**DATA SHOWN:**
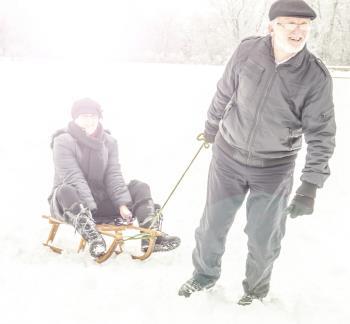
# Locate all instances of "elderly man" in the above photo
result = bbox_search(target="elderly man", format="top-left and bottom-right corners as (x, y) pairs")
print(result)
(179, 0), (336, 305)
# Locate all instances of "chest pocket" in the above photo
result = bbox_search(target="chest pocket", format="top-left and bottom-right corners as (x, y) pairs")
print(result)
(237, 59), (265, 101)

* * *

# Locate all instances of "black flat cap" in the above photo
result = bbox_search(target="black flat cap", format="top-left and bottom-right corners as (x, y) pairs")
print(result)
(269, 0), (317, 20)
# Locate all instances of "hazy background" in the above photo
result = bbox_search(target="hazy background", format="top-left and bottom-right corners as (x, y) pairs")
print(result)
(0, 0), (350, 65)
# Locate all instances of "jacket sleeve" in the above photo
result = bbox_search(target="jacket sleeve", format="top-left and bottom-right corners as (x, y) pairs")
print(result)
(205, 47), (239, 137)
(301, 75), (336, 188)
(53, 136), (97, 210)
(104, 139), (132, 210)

---

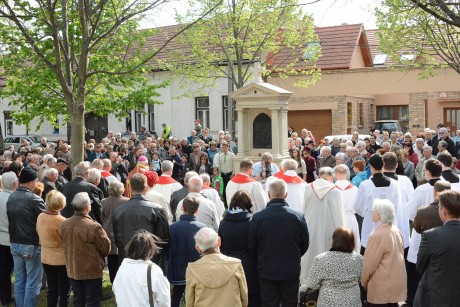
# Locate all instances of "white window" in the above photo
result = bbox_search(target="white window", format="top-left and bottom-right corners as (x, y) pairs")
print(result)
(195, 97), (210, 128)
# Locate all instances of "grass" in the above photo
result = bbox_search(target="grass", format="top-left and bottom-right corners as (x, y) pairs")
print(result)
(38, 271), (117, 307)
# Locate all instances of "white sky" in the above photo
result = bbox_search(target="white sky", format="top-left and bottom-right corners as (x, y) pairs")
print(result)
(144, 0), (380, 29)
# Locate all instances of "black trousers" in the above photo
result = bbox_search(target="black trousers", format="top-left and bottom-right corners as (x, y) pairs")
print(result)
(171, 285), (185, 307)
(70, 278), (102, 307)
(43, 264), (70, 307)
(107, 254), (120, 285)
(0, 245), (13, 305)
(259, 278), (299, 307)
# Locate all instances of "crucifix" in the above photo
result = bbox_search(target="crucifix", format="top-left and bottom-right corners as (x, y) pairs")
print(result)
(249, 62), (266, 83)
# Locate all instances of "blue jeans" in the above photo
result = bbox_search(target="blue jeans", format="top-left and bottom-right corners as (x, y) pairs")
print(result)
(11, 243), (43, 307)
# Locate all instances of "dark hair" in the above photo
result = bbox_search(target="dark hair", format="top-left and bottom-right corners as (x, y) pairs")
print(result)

**WHAT IS NEEDED:** Return each line of the listing above that contains the string "hair", copying every such line in full.

**REPLY TO THE TASK:**
# Locate all instances of "dark hair" in the above photo
result = bbox_search(target="dark hair", format="top-left and bottom-right corners as (x, y) pairs")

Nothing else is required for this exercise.